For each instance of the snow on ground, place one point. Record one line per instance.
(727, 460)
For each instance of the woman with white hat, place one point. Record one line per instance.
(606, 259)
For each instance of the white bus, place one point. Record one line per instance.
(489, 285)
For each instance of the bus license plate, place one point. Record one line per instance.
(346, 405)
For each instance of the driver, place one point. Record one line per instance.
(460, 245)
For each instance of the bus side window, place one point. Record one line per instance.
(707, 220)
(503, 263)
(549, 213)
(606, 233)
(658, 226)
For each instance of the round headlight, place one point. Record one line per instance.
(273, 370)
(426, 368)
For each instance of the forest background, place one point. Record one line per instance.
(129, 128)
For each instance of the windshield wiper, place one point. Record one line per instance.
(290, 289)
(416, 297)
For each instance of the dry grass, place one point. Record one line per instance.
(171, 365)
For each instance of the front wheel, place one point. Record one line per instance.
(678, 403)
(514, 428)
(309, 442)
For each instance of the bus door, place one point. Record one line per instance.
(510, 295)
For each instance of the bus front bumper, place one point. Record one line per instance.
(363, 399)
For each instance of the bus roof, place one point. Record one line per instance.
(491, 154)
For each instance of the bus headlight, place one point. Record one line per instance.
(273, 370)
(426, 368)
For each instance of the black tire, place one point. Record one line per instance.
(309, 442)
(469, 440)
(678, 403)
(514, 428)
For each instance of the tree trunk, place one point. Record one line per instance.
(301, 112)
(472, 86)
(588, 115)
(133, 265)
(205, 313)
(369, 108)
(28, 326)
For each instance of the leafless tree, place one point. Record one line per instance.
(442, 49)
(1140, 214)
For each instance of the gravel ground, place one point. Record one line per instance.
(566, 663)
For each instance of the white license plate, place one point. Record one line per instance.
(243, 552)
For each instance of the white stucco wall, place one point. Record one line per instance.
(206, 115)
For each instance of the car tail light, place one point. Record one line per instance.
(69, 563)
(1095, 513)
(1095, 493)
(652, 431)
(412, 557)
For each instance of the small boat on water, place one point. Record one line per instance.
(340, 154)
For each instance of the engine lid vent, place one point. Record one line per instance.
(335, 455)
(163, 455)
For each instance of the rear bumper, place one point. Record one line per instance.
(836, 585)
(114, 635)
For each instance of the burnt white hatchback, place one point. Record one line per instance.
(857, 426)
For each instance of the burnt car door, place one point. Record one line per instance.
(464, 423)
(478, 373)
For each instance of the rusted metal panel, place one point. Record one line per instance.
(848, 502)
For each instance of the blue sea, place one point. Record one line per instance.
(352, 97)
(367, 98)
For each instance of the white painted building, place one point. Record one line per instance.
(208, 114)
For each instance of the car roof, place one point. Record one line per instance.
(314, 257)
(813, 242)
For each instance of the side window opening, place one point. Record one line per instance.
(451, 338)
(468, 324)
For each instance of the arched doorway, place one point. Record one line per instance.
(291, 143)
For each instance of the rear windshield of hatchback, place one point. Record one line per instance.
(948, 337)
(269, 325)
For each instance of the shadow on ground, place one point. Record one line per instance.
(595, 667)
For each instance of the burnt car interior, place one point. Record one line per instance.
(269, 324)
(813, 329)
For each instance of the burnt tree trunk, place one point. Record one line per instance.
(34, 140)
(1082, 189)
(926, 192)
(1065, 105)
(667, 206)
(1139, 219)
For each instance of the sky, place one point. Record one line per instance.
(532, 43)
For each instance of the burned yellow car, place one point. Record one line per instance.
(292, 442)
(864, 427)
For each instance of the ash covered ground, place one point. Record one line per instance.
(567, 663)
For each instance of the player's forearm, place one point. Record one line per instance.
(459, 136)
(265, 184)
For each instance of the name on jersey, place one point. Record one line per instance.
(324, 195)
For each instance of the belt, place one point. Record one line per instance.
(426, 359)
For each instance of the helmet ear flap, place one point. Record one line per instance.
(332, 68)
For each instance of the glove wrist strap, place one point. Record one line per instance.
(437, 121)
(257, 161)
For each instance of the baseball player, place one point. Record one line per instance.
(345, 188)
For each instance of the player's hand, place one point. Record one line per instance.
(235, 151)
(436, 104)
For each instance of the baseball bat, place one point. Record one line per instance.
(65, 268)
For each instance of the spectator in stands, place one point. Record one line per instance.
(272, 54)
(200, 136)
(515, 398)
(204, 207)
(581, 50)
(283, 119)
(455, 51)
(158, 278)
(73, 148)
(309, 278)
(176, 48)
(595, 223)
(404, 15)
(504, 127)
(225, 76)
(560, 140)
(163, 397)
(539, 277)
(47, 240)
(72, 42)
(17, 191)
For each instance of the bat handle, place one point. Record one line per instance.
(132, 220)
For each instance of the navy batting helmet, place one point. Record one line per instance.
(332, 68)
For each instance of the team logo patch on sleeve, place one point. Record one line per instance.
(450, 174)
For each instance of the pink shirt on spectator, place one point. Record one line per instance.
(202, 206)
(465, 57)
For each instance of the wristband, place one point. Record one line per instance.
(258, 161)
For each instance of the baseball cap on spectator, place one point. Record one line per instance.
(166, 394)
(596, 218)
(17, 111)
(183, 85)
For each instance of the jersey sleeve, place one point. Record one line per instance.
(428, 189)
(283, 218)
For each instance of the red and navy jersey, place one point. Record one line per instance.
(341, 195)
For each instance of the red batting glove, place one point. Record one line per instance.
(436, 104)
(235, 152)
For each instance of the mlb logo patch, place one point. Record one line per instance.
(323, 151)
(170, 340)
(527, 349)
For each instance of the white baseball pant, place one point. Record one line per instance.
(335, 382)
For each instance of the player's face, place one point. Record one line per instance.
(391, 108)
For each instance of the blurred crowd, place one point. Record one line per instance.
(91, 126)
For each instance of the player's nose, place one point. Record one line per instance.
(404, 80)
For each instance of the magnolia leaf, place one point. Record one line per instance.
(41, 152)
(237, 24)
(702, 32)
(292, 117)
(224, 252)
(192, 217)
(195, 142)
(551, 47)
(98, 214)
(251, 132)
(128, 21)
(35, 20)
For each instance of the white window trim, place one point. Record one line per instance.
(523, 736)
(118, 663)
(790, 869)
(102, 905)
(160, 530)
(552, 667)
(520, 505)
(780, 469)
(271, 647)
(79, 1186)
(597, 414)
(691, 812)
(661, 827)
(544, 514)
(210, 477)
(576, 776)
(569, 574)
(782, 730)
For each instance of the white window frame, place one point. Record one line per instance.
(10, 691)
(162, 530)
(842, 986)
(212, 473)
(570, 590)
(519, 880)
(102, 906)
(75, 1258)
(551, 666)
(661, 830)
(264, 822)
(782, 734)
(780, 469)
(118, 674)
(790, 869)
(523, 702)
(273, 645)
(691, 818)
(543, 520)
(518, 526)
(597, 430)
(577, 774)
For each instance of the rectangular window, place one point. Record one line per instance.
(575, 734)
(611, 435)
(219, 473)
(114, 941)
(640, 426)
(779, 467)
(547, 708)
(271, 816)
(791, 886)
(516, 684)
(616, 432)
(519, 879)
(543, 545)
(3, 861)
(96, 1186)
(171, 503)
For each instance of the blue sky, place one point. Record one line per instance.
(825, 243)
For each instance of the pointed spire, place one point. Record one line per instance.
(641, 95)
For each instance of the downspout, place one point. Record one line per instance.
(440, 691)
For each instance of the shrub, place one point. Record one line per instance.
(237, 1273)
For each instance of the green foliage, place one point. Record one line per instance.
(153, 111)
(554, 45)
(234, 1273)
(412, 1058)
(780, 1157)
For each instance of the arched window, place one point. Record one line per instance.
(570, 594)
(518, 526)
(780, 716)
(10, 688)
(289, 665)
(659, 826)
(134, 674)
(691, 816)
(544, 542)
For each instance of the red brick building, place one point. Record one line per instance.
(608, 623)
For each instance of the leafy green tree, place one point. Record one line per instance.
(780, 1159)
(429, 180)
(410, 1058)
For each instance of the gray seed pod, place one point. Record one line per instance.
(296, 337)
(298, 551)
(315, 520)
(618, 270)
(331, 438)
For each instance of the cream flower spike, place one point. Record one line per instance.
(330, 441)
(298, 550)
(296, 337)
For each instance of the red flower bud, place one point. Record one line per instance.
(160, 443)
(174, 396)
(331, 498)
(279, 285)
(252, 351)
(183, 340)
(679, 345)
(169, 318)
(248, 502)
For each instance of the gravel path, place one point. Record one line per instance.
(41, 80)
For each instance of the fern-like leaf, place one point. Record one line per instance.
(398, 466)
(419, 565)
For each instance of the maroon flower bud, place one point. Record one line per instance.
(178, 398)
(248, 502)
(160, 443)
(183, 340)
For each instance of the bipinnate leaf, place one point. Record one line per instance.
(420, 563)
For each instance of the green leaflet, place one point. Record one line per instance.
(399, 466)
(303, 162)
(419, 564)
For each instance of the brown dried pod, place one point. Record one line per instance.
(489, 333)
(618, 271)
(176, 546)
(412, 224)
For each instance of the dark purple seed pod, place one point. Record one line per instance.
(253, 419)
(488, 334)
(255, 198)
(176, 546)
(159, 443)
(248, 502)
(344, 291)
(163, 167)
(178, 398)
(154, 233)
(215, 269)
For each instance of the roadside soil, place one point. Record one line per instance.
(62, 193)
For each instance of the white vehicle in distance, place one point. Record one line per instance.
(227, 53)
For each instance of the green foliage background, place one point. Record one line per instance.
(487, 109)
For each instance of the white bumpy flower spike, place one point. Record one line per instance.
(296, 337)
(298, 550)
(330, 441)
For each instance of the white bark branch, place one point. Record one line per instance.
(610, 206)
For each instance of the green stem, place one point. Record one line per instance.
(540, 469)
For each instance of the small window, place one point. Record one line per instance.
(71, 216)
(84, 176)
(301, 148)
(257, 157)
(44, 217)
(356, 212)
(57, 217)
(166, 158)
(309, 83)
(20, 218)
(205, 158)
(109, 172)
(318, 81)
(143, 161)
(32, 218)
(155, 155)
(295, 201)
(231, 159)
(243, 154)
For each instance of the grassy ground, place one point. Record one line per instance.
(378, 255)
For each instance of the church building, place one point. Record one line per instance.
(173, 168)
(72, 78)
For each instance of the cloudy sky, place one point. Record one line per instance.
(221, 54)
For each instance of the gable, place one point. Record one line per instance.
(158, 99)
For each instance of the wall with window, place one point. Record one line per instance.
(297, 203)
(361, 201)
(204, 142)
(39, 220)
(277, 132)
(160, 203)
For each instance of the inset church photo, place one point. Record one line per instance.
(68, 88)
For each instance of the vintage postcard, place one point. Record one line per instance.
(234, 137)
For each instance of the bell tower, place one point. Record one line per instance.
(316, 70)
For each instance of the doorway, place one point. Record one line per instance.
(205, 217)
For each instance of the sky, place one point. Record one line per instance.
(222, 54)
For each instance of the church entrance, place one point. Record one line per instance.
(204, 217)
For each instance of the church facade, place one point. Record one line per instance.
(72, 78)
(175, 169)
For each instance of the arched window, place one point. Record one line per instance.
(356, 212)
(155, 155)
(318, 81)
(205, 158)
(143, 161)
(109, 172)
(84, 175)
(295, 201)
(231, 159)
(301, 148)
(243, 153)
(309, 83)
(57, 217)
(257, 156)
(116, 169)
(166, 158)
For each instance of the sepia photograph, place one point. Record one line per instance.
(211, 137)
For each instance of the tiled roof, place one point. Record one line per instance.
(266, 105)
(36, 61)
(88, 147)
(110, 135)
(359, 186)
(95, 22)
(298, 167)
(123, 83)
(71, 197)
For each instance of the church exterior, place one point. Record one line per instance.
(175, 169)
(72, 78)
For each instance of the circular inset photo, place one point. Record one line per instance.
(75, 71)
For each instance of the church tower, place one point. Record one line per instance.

### [The task]
Print again the material above, limited to the lines from the one holding "For each instance of the vintage" through the last, inclusive.

### [Output of the exercise]
For each instance of the vintage postcard, place one point. Record one line per instance.
(234, 137)
For each instance of the bell tower, place one point. Record one line per instance.
(316, 70)
For each instance of the doorway, place one point. Record one line per instance.
(205, 217)
For each instance of the sky, place one point. Record one line per instance.
(222, 54)
For each instance of the church entrance, place one point. Record one line per instance.
(204, 217)
For each instance of the church facade, place one point. Record one line per instance.
(72, 78)
(175, 169)
For each instance of the arched window, place one point. Record one line per instance.
(356, 212)
(155, 155)
(318, 81)
(205, 158)
(143, 161)
(109, 172)
(84, 175)
(295, 201)
(231, 159)
(301, 148)
(243, 153)
(309, 83)
(57, 217)
(257, 156)
(116, 169)
(166, 158)
For each instance of the sepia photograph, place one point. Record one line per instance.
(211, 137)
For each instance of the tiled roof, place one point. Record one line per instance.
(266, 105)
(36, 61)
(88, 147)
(110, 135)
(359, 186)
(95, 22)
(298, 167)
(123, 83)
(71, 197)
For each instance of the church exterior, place one point. Record one line per instance.
(175, 169)
(72, 78)
For each instance of the circular inset photo, place one point. Record one line per instance.
(75, 71)
For each instance of the church tower, place one point. Record one line per instance.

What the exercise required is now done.